Reproduce only the lines of the material below that start at the line containing "The component shall identify every instance of the red" and stop at the line containing "Target: red roll cage". Keep both end lines.

··· RECORD EXCERPTS

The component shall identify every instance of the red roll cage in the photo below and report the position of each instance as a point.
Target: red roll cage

······
··· RECORD EXCERPTS

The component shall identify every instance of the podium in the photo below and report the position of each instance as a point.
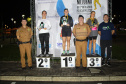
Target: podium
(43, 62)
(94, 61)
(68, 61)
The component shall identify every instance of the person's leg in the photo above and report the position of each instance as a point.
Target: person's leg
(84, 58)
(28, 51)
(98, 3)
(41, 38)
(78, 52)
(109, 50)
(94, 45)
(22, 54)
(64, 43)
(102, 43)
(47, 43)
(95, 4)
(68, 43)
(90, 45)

······

RESPONSE
The component shall identify every instance of the red roll cage in the photo below and report the position of each instance as a point.
Target: red roll cage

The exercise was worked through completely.